* **Consigne**
Relevez toutes les personnes désignées par leur nom dans le texte sur la Maison des coursiers.

Maison multifonction

A la Maison des coursiers tout est fait pour que les bénéficiaires « se sentent comme chez eux », explique Khalifa. Ouvert de 14 heures à 18 heures du mardi au vendredi, le lieu les accueille sur leur temps de pause, entre les livraisons. Ils peuvent s’y sustenter, se reposer, recharger leurs batteries, réparer leur vélo, voir un médecin, un avocat, ou obtenir de l’aide dans une démarche administrative.

Un soutien non négligeable pour ces individus à la situation souvent complexe. Kone Donipre, 21 ans, en profite tous les jours depuis l’ouverture de la maison le 10 janvier dernier. Ivoirien, il est arrivé en France en septembre pour trouver du travail et aider sa famille, restée en Côte d’Ivoire. Tous les jours pendant 12 heures, il livre à vélo. Pour lui, cet endroit est un havre de paix. Parfait pour y rencontrer du monde et se reposer. 

« Cet endroit est très important entre les livraisons. Il nous permet de ne pas rester sous la pluie ou dans le froid par exemple. On rencontre beaucoup de personnes qui sont dans la même situation que nous. On joue au baby-foot, on s’entraide. Par exemple, si quelqu’un a besoin d’une pompe pour son vélo, d’autres peuvent la lui fournir. » 

D’après Jonathan L’Utile, chargé de projet, la maison permet de sortir les courisers de leur solitude. Souvent isolés à cause de la barrière de la langue, ils trouvent ici « une communauté », des amis avec qui échanger sur leur quotidien.  

« Faciliter la tâche »

* **Données fournies**
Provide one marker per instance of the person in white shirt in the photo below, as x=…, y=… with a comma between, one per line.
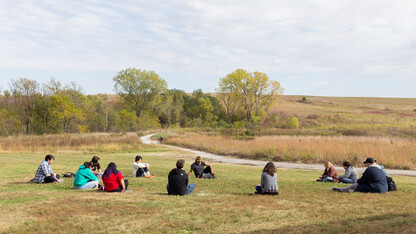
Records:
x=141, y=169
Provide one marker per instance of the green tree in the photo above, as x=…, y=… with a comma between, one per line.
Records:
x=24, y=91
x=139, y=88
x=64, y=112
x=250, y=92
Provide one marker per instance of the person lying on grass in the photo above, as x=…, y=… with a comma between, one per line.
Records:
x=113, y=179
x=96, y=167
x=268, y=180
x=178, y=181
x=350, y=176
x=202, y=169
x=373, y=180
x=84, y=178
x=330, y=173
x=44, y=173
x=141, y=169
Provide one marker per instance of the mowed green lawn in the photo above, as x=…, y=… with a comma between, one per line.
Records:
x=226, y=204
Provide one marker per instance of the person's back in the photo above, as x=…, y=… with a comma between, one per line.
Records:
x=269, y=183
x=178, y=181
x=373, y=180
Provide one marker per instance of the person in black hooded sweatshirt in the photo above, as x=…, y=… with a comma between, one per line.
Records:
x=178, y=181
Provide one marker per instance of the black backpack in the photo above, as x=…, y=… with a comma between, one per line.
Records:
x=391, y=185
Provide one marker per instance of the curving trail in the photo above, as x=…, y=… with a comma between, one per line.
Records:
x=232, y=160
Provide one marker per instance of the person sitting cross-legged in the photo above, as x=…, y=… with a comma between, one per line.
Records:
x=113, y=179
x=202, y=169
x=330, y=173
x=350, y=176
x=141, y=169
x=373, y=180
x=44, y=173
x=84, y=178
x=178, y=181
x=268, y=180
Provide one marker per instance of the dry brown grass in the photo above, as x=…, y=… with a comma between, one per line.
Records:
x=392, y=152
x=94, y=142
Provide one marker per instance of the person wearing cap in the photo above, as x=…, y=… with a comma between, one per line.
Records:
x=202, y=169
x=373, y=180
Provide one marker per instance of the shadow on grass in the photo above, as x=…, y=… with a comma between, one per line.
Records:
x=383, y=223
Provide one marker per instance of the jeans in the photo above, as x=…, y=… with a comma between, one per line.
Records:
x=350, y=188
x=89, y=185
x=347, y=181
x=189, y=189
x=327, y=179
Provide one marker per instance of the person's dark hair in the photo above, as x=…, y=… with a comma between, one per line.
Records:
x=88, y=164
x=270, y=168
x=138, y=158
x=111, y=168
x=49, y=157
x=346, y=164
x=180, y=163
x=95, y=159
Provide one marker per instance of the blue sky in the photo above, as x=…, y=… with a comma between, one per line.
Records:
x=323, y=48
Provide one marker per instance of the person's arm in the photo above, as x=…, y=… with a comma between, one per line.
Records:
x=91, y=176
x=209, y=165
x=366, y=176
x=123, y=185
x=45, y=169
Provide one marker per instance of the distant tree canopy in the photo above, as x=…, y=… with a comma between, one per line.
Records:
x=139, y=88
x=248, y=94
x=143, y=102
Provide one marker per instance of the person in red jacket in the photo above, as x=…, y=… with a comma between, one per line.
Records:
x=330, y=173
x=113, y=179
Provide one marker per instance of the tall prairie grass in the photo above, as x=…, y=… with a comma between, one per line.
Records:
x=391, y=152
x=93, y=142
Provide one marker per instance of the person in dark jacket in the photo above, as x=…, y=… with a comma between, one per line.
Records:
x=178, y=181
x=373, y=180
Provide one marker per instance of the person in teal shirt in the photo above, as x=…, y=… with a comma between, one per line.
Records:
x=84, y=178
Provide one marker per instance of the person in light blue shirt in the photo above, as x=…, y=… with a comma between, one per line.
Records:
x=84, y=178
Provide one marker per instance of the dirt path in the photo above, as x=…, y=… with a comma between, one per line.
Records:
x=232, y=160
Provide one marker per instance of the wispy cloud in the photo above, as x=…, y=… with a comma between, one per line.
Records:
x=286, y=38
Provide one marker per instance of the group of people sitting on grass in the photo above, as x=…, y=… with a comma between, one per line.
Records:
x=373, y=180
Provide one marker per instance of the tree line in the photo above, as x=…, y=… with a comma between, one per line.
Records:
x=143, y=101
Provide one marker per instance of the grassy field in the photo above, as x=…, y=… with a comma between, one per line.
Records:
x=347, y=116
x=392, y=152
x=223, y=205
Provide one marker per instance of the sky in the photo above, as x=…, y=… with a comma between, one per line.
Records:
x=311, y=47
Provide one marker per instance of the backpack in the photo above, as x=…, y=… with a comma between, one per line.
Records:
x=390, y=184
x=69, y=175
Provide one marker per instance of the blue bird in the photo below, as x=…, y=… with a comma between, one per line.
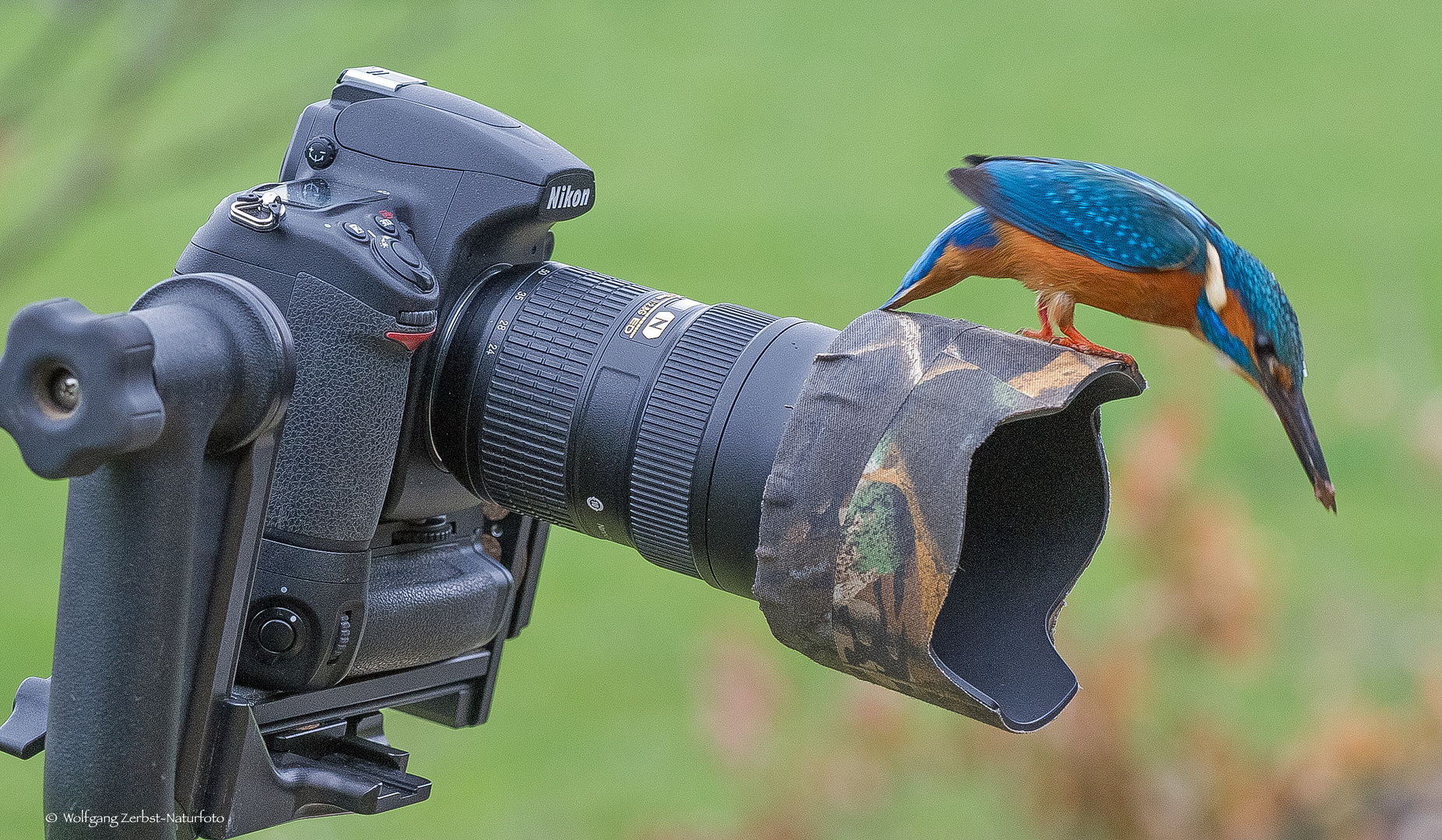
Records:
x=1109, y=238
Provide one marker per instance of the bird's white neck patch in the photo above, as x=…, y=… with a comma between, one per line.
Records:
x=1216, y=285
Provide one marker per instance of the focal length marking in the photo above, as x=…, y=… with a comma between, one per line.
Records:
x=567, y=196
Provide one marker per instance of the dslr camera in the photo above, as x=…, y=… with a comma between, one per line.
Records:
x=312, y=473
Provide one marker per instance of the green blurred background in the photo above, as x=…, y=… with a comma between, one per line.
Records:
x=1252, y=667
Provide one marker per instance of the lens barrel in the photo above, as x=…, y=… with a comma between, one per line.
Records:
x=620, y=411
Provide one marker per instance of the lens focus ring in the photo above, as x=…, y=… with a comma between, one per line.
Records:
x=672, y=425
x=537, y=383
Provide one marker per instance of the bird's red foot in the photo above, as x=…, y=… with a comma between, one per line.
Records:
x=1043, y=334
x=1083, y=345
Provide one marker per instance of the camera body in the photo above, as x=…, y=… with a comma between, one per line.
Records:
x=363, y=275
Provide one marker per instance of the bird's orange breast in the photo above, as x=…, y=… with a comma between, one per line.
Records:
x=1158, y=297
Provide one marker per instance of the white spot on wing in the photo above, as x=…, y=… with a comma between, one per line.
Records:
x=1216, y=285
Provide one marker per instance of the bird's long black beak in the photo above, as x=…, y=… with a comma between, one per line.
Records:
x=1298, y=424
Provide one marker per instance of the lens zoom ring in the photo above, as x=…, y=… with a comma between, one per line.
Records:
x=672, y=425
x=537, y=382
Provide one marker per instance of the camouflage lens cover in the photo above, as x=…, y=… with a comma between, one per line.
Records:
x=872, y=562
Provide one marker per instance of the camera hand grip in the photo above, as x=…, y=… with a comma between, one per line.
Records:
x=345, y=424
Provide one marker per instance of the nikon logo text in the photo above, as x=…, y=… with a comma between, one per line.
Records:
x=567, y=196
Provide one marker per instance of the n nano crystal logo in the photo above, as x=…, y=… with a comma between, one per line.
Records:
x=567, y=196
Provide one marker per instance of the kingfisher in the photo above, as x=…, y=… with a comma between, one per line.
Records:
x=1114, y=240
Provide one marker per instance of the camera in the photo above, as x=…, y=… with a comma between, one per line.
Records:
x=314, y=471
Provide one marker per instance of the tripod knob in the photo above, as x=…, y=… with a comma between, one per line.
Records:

* **Réponse attendue**
Khalifa, Kone Donipre, Jonathan L'Utile